By Shkëlqim ABAZI
Part twenty-nine
S P A Ç
The Grave of the Living
Tirana, 2018
(My memories and those of others)
Memorie.al /Now in my old age, I feel obliged to tell my truth, just as I lived it. To speak of the modest men, who never boasted of their deeds, and of others whose mouths the regime sealed, burying them in nameless pits. In no case do I presume to usurp the monopoly on truth or claim the laurels for an event where I was accidentally present, even though I desperately tried to help my friends, who tactfully and kindly deterred me: “Brother, open your eyes… don’t get involved… you only have two months and a little more left!” A worry that clung to me like an amulet, from the morning of May 21, 22, and 23, 1974, and even followed me in the months after, until I was released. Nevertheless, everything I saw and heard during those three days; I would not want to take to the grave.
Continued from the previous issue
“But it is not meant for you!”

_Data section_.
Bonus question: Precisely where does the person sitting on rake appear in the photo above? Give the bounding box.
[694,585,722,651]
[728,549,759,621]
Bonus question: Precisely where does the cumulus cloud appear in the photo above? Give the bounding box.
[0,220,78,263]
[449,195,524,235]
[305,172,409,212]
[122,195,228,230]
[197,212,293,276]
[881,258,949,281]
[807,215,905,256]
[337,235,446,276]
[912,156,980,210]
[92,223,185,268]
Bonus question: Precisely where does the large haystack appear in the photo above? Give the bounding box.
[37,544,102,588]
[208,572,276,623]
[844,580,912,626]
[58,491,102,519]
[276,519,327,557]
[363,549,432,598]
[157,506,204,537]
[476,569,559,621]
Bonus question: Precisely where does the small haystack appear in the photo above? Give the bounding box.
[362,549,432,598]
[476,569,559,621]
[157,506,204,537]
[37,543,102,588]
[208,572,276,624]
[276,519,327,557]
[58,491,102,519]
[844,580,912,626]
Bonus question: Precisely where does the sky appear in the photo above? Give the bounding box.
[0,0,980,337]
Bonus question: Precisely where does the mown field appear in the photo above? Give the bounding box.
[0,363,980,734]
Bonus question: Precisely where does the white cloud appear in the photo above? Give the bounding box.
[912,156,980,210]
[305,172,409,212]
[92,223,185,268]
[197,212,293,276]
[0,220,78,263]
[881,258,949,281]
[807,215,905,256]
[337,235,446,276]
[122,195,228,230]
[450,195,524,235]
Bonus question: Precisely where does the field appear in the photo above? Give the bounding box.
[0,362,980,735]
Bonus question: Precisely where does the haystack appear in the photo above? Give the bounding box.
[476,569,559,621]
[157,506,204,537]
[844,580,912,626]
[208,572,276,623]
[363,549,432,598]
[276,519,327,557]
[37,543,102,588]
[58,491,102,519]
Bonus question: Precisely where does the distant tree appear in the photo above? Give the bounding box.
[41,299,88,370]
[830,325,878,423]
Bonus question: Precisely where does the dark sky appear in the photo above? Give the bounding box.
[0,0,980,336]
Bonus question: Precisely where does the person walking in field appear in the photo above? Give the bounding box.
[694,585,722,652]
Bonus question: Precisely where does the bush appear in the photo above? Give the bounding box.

_Written instruction A_. In the Spaç memoir extract, how much time did the author's friends say he had left?
_Written instruction B_. Pick up the Spaç memoir after its final line and write what comes next.

_Written reply A_. Two months and a little more.

_Written reply B_.
“We are sacrificing also in the name of our executed fathers,” Skënder tried to explain. “Okay, ego, I will sacrifice myself in the name of the minorities.”
“Go away, Jorgo!” I pleaded with him again.
“Okay, pedhimo (my boy), we lived together, we will die together!”
“May you take the blame on yourself?” Dervish burst out, grabbed a crowbar and threw it onto a pile of stones.
“O Theos, na muti manas to komunismos (Oh God, Communism fucked us up!)” Jorgo let out a Greek curse, made the sign of the cross, grabbed the crowbar, and took up a corner on the side of the ordinary camp.
The two side walls and the one above the square, we had “fortified”; after Jorgo took the back side, we “fortified” all four. Time was closing in; even if you wanted to, you couldn’t shirk the duty because the hordes of Special Forces (sampistë) surrounded us.
Those who entered through the main gate you saw, but just as many others came in from the labor camp and surrounded the territory, in five echelons, as if they had encircled four hundred people. In every pillbox, five automatic rifle barrels threatened us, not counting the thousands who completed the cordon after cordon, while above, a helicopter patrolled so low that you could hit it with a stone; above that, the ‘Mig’ fighter jets climbed and dived in a strafing run.
The calls to ‘surrender’ you and we heard, perhaps all of Mirdita, because they raised the loudspeaker so high that I believe it must have been felt from Zogu’s Bridge to Qafë Morinë.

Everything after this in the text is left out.